Task
Copy the stretch of the replication-study summary from "arXiv cs.CL /" through "a deontological stance.", swapping "safety refusals" for "policy refusals".

Document excerpt
[Start of section]
How Utilitarian Are OpenAI's Models Really? Replicating and Reinterpreting Pfeffer, Kr\"ugel, and Uhl (2025)

arXiv cs.CL / 3/25/2026

💬 OpinionSignals & Early TrendsIdeas & Deep AnalysisModels & Research

Key Points

  • The paper replicates Pfeffer, Krüger, and Uhl (2025) and tests four current OpenAI models on trolley problem and footbridge dilemma prompt variants to evaluate “utilitarian” moral outputs.
  • The original trolley-problem conclusion is not robust: GPT-4o’s low utilitarian rate is largely explained by safety refusals induced by the prompt’s advisory framing, not by a deontological stance.
  • When the prompt is reframed from “Should I...?” to “Is it morally permissible...?,” GPT-4o produces a near-fully utilitarian response rate (99%), and models converge on utilitarian answers once prompt confounds are removed.
  • The footbridge result is partially robust but imperfect: reasoning models often appear more utilitarian, yet may refuse to answer or provide non-utilitarian answers when they do respond.
  • Overall, the study argues that single-prompt evaluations of LLM moral reasoning are unreliable and that multi-prompt robustness testing should be standard for empirical claims.
[End of section]
Information given
[Start of section]
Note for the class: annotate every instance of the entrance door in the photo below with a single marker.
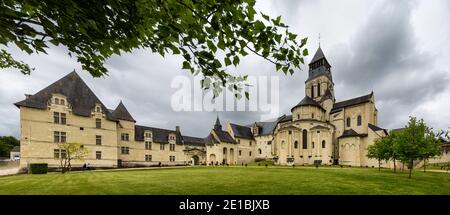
(196, 160)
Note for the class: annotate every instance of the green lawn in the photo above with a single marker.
(230, 180)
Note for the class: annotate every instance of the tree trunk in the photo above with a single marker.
(410, 168)
(395, 169)
(424, 165)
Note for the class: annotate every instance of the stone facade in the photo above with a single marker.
(319, 130)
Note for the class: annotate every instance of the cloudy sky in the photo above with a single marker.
(398, 49)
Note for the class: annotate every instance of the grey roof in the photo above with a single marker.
(355, 101)
(307, 101)
(193, 141)
(211, 140)
(159, 135)
(224, 136)
(16, 149)
(122, 113)
(284, 118)
(323, 67)
(78, 94)
(376, 128)
(351, 133)
(242, 131)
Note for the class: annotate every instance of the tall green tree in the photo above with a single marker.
(415, 142)
(377, 151)
(7, 143)
(210, 35)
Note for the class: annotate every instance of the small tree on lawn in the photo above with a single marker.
(432, 147)
(415, 142)
(377, 151)
(70, 152)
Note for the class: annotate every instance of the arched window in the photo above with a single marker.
(305, 139)
(318, 89)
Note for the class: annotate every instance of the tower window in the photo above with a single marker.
(318, 90)
(305, 139)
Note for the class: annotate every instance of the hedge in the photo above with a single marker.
(38, 168)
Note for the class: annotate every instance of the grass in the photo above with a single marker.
(230, 180)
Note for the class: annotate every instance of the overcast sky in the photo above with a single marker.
(398, 49)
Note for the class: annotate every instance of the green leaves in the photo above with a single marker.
(198, 31)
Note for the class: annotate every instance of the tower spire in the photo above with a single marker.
(217, 126)
(319, 40)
[End of section]
Exercise response
arXiv cs.CL / 3/25/2026

💬 OpinionSignals & Early TrendsIdeas & Deep AnalysisModels & Research

Key Points

  • The paper replicates Pfeffer, Krüger, and Uhl (2025) and tests four current OpenAI models on trolley problem and footbridge dilemma prompt variants to evaluate “utilitarian” moral outputs.
  • The original trolley-problem conclusion is not robust: GPT-4o’s low utilitarian rate is largely explained by policy refusals induced by the prompt’s advisory framing, not by a deontological stance.